PROBLEM: Show every line in the data below that contains the word "horse".

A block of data
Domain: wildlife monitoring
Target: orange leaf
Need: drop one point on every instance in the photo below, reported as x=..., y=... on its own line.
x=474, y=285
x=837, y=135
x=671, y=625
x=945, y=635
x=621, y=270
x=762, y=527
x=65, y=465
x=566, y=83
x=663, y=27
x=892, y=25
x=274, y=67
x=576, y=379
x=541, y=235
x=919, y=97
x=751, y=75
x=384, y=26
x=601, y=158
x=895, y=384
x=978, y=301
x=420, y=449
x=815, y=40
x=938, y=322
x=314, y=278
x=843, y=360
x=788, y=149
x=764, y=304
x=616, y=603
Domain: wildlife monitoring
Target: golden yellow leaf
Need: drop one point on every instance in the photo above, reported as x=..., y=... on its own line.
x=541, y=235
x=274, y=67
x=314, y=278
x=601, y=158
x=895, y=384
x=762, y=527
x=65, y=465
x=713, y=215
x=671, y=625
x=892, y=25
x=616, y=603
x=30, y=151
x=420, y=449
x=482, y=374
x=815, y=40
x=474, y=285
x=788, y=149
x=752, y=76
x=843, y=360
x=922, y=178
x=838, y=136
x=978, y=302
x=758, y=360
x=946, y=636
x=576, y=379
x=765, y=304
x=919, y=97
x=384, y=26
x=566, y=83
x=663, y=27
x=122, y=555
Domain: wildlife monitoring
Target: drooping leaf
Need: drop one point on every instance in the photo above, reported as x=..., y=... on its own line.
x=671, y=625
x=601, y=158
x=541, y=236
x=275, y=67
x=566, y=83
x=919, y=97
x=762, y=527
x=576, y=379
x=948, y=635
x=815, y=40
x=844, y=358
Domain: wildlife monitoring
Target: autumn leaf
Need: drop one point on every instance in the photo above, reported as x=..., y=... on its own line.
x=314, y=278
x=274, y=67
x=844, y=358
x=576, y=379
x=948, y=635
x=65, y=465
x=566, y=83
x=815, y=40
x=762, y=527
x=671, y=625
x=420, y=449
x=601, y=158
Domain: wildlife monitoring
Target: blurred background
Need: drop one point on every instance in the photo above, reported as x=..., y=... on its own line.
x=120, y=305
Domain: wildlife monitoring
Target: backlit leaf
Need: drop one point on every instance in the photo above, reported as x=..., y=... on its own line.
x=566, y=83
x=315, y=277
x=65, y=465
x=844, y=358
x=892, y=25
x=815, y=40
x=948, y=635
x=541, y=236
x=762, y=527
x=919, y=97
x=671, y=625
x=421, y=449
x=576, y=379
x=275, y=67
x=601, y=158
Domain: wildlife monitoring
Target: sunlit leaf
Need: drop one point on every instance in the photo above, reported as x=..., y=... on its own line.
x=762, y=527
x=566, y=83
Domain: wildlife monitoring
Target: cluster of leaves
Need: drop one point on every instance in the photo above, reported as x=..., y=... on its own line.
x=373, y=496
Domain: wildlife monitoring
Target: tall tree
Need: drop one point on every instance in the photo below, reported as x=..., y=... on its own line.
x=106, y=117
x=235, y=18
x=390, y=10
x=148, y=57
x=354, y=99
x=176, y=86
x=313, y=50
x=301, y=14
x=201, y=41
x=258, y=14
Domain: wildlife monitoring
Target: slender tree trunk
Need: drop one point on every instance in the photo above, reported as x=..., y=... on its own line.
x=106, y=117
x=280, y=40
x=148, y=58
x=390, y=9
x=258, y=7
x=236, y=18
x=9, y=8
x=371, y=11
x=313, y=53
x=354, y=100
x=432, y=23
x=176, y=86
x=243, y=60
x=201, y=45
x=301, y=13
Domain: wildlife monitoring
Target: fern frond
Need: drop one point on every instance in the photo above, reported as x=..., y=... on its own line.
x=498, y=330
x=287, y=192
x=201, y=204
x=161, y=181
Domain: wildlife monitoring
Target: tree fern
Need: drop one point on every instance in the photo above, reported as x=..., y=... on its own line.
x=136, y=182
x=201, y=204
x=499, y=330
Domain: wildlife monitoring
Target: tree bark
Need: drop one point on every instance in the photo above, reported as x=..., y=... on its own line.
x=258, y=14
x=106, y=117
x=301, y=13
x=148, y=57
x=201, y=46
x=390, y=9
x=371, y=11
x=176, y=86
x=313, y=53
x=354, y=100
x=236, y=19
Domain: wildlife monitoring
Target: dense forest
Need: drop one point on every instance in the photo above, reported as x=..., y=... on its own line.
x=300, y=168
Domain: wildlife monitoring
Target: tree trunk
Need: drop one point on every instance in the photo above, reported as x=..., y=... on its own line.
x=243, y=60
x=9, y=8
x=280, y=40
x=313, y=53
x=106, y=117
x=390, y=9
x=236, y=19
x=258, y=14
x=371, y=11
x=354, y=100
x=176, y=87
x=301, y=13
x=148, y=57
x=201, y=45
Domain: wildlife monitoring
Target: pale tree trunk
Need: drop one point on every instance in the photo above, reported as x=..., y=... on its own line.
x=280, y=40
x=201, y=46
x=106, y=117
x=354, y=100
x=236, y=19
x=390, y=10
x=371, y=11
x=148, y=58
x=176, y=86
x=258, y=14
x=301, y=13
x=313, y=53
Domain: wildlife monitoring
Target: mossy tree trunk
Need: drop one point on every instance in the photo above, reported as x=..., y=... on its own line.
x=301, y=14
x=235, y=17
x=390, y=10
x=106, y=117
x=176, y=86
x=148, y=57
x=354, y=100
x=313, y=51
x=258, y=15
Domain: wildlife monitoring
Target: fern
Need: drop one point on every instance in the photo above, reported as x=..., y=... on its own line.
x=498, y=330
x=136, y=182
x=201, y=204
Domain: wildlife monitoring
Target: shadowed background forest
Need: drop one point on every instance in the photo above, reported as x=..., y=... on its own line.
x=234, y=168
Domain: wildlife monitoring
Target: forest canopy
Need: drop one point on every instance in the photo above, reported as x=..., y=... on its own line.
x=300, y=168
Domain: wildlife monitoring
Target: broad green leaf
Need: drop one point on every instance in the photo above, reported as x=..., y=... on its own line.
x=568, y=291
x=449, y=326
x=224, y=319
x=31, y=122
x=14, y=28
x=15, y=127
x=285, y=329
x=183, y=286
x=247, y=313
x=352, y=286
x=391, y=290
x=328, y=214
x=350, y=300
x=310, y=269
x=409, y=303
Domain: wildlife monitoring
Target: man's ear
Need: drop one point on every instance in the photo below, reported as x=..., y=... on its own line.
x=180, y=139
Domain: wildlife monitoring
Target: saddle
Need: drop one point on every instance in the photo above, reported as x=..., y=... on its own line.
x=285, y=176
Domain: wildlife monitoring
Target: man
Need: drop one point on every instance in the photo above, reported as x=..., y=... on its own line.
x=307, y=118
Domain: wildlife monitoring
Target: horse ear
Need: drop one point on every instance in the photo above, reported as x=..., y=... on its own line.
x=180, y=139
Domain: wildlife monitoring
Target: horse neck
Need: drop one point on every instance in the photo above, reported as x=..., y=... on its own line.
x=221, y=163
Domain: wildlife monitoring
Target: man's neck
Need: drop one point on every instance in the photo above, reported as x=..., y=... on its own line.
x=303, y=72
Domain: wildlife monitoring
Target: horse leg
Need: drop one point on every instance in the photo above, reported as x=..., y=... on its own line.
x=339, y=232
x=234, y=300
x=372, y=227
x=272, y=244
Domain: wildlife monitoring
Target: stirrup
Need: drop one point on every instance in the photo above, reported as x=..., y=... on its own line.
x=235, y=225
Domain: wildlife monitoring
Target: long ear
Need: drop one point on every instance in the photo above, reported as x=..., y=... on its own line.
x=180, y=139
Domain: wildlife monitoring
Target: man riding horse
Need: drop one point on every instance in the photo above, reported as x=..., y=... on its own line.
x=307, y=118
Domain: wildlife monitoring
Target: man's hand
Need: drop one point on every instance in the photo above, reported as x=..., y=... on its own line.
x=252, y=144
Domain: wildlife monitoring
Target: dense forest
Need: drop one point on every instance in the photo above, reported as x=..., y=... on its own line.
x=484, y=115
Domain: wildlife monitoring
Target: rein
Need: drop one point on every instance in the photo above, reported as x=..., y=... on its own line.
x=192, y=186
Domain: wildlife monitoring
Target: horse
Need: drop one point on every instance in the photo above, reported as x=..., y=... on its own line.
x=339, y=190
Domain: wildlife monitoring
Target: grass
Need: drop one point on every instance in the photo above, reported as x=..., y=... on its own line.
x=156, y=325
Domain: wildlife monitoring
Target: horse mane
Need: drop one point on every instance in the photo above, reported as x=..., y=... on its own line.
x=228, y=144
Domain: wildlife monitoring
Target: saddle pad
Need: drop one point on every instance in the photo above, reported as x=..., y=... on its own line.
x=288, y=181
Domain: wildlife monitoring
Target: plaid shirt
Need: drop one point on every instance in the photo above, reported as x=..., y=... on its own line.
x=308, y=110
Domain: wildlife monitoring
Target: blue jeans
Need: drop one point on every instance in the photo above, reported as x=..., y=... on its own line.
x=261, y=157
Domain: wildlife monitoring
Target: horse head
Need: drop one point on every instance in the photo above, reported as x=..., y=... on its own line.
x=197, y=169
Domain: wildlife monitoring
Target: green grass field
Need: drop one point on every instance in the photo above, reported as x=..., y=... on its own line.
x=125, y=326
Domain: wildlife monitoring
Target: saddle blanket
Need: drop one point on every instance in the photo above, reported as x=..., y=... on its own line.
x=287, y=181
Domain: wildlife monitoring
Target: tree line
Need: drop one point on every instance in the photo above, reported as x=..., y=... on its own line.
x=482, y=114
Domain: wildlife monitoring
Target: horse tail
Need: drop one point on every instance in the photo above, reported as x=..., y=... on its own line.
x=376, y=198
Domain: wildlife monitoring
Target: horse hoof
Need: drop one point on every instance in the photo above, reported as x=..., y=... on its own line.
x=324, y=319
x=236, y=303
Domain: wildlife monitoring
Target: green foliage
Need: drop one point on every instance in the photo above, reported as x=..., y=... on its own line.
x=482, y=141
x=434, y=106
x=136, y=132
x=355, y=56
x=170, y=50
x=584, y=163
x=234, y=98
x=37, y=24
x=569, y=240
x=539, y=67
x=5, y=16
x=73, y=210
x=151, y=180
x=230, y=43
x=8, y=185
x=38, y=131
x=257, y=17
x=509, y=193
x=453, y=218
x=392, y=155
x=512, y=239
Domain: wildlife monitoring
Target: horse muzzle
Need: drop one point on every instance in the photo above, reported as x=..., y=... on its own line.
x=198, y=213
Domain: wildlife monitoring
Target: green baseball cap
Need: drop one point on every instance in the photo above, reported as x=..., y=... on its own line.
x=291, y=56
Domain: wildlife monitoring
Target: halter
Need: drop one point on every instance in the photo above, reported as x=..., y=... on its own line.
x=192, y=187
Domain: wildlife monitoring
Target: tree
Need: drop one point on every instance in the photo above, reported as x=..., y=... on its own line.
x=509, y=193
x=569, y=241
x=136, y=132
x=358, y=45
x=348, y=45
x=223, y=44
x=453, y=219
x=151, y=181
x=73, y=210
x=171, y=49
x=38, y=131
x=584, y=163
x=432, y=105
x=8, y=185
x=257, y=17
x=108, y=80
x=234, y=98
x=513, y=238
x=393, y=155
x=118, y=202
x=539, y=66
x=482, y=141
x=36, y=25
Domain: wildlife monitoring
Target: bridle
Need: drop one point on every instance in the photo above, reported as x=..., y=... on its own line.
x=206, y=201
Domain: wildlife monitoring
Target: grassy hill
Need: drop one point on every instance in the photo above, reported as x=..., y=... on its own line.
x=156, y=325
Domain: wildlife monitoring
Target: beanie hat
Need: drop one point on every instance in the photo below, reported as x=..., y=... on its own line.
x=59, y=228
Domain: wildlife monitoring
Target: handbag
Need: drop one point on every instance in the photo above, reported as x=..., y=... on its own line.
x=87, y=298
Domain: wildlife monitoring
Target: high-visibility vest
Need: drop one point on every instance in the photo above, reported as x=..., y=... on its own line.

THE SOLUTION:
Target: horse ear
Target: horse neck
Target: horse leg
Target: man riding horse
Target: horse
Target: horse mane
Target: horse head
Target: horse tail
Target: horse hoof
Target: horse muzzle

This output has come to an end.